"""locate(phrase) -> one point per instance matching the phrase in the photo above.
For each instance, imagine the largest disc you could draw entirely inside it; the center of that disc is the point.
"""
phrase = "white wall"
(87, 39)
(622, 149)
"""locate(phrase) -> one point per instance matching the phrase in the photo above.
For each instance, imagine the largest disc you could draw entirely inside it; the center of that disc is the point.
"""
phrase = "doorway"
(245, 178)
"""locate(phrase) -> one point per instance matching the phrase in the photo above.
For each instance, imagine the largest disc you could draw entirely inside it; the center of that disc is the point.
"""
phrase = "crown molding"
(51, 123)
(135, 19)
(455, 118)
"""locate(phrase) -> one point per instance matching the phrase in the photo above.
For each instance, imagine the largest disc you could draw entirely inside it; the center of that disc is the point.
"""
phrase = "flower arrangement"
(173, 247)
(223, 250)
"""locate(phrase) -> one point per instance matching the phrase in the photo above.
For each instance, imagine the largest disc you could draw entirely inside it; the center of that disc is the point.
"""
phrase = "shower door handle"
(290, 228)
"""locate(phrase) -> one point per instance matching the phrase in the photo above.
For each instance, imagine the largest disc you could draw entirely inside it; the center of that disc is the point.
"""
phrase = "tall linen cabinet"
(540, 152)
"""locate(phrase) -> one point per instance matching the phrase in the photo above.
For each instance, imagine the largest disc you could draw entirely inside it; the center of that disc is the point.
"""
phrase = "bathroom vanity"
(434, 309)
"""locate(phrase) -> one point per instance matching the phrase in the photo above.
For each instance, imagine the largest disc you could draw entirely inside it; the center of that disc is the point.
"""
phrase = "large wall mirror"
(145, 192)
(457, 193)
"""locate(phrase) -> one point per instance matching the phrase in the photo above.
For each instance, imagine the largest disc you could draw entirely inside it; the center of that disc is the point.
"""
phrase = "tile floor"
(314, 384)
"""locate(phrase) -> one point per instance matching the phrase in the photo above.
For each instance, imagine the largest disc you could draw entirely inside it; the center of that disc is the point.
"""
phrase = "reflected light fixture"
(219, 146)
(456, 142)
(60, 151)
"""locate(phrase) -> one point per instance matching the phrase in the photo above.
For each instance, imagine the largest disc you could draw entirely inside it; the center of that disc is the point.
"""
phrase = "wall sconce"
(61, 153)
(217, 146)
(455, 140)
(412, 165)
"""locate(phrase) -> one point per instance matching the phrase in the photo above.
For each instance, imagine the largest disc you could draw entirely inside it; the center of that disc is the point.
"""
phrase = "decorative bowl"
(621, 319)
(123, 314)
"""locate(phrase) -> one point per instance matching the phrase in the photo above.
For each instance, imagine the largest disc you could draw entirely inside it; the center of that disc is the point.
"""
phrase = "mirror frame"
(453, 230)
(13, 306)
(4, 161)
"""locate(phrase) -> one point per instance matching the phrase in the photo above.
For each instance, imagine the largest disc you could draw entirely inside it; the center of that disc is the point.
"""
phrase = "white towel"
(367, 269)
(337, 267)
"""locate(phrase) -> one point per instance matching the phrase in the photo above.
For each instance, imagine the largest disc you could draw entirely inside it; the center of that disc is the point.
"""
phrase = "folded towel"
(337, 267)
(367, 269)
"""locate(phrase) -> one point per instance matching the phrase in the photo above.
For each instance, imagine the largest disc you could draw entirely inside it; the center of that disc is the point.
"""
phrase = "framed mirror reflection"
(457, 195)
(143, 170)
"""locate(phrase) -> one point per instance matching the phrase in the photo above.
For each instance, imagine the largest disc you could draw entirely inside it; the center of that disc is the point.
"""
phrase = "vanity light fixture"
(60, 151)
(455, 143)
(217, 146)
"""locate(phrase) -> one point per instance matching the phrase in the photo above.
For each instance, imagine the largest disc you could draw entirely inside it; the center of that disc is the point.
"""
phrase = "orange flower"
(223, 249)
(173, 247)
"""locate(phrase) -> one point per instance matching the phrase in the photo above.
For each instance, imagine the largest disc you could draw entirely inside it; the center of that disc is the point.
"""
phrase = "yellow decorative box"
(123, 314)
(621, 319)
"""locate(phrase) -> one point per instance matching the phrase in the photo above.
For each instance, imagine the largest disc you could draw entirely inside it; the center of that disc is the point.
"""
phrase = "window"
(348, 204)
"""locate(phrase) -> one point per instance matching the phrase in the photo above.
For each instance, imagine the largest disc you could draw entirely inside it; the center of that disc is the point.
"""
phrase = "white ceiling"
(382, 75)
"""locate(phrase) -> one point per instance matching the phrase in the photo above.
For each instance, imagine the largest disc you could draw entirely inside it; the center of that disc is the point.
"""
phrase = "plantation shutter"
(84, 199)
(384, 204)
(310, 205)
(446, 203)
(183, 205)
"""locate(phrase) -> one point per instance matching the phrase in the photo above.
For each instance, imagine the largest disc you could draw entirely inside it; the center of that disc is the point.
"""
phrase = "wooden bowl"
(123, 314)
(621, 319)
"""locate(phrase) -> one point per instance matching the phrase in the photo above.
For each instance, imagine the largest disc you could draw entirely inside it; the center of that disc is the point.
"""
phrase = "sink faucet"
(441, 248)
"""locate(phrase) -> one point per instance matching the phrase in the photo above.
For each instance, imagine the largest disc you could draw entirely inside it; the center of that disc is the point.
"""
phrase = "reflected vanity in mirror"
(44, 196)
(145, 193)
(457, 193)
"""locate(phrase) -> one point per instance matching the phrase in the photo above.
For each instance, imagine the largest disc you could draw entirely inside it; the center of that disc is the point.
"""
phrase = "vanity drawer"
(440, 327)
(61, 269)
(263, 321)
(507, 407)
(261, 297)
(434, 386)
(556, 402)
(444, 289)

WHAT IS REQUIRED
Your answer must be the full set of records above, reproduced exactly.

RESULT BELOW
"""locate(phrase) -> one point per instance matching the phrase in the photo above.
For each instance, imagine the largest disc you could draw entirely inside it; the center of that disc is the point.
"""
phrase = "white wall"
(87, 39)
(622, 149)
"""locate(phrase) -> one point per instance matching the phrase in the photo above.
For each instance, imagine the largest disc you could draw entirely inside it; the center of that disc is the point.
"""
phrase = "doorway"
(245, 178)
"""locate(phrase) -> one point per instance matching the phrase in the photo above.
For each instance, imagine the largest disc you could draw entirely inside it; the center of that disc is the point.
"""
phrase = "crown molding"
(51, 123)
(135, 19)
(455, 118)
"""locate(phrase) -> one point per instance matching the phrase in the photo above.
For each instance, imagine the largest disc you could draw entirely inside it; the center of that disc is the point.
"""
phrase = "flower arrangement"
(173, 247)
(223, 250)
"""locate(phrase) -> one point per instance matching the phrase in the photo above.
For each instance, imagine the largest disc you could draw entirely inside it; the center of that disc is the point.
"""
phrase = "shower door handle"
(290, 228)
"""locate(phrase) -> one point per instance matching the phrase in the photo above.
For each instance, imagine the largest disc you could draw entirely inside it; the center of that disc is the point.
"""
phrase = "tall linen cabinet"
(540, 152)
"""locate(phrase) -> one point per instance matching the phrase in the photo above.
For each instance, imagine the largest disc you could draw entirely inside it; the center of that disc is the point.
"""
phrase = "bathroom vanity"
(434, 309)
"""locate(phrase) -> one point per instance matching the phrase in the photo above.
For each instance, imagine the largest disc you could draw entirely inside it; the center of that disc is the point.
"""
phrase = "large wall mirror"
(145, 192)
(457, 193)
"""locate(phrase) -> one point per instance matching the phrase in the photo above.
For each instance, imagine the largest disc you could draw entirely inside it; the center of that disc is the point.
"""
phrase = "tile floor"
(314, 384)
"""locate(phrase) -> one point per instance matching the phrase in the photo above.
For each instance, imagine the largest disc you could draw entirely inside it; the center of that disc is the point.
"""
phrase = "reflected light fixture"
(219, 146)
(456, 142)
(60, 151)
"""locate(phrase) -> one point per instance matching the phrase in the photo above.
For each instance, imagine the largest disc you could draw entirely inside it; the center of that disc is the point.
"""
phrase = "wall sconce"
(61, 153)
(217, 146)
(455, 140)
(412, 165)
"""locate(phrase) -> one point per instance matching the phrase in the photo above.
For each instance, imagine the largest disc you could draw entirely inside it; the center of that disc is the point.
"""
phrase = "decorative bowl"
(621, 319)
(123, 314)
"""locate(phrase) -> one point per instance matching the phrase in the photo above.
For each instance, imagine the largest disc you could draw entirely inside it; the center of that disc is the point.
"""
phrase = "mirror frame"
(453, 230)
(13, 306)
(4, 161)
"""locate(phrase) -> one point per instance matching the phrase in the photo above.
For each instance, imagine the largest disc you could draw entirely inside it; the center of that disc is the point.
"""
phrase = "white towel"
(367, 269)
(337, 267)
"""locate(phrase) -> one point per instance matching the phrase in the photo above.
For each instance, imagine the largest disc you could draw entirely inside it; the center of that disc is the point.
"""
phrase = "folded towel"
(337, 267)
(367, 269)
"""locate(phrase) -> one point per instance matching the phrase in the photo above.
For each instance, imagine the largest disc you could draw entirely inside it; the center of that disc is the point.
"""
phrase = "framed mirror reflection"
(457, 195)
(143, 170)
"""locate(phrase) -> one point per instance matching the phrase in the photo above.
For each instance, imagine the largest disc you could draw entirely inside it; the center of that disc is the point.
"""
phrase = "vanity light fixture"
(60, 151)
(455, 143)
(217, 146)
"""locate(phrase) -> one point per instance matching the phrase in the photo above.
For each instance, imagine the largest disc you could draw entirely inside it; the center of that disc is the point.
"""
phrase = "orange flower"
(223, 249)
(173, 247)
"""locate(phrase) -> one point per instance matching the phrase in the photo above.
For each instance, imagine the largest disc you could draw entirely inside it; the center of that disc is the point.
"""
phrase = "yellow decorative box"
(123, 314)
(621, 319)
"""locate(phrase) -> one point per instance matching the phrase in the photo above.
For each instance, imagine the largest disc you could draw entirely inside it; the center of that disc is the point.
"""
phrase = "window"
(348, 204)
"""locate(phrase) -> one point per instance matching the phrase in the photo above.
For each instance, imagine the largest disc you could draw entirely inside it; the center of that disc is the point.
"""
phrase = "white ceiling"
(382, 75)
"""locate(phrase) -> one point per instance matching the phrase in the photo above.
For each instance, imagine the largest disc you could draw entirely inside it; the center of that disc is the point.
"""
phrase = "plantation shutter"
(84, 199)
(384, 204)
(310, 205)
(446, 203)
(183, 205)
"""locate(phrase) -> one point per instance matching the phrase in the photo above.
For each instance, imagine the largest disc you could draw entirely inside it; the center of that disc is the point.
"""
phrase = "wooden bowl"
(123, 314)
(621, 319)
"""locate(phrase) -> one point per instance matching the phrase in the photo above.
For each instance, imagine the largest disc you could draw entirely inside it; the center of that disc is the point.
"""
phrase = "sink faucet"
(441, 248)
"""locate(phrase) -> one point per instance matching the phrase in the photo above.
For each instance, imagine the largest disc you could draw entirely inside it; the center of that disc is the point.
"""
phrase = "reflected vanity in mirror"
(44, 196)
(145, 193)
(457, 193)
"""locate(phrase) -> one point per instance matching the phrase in the photo above.
For each instance, imagine the largest disc you could draw entirely inside it; the center of that disc is the point.
"""
phrase = "vanity drawer"
(440, 327)
(61, 269)
(263, 321)
(507, 407)
(261, 297)
(434, 386)
(556, 402)
(444, 289)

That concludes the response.